# [Exercise goal]
Reproduce verbatim the lines starting at the line that contains "Place one point on every instance of the weathered" and ending at the last line of the entries.

(Object position labeling entries)
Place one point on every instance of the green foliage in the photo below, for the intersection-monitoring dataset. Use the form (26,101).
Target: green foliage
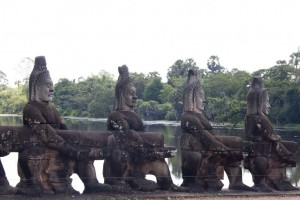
(93,97)
(152,89)
(225,93)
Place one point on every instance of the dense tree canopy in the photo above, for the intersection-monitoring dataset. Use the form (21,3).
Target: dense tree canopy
(225,92)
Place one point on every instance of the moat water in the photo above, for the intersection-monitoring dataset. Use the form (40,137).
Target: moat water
(171,132)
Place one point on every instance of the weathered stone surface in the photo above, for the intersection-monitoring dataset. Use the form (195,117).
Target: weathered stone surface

# [Solution]
Place one point on every instance of the weathered stone surface in the photo above, for the intersection-monitoring dataset. Use the form (195,117).
Target: weathered stone surface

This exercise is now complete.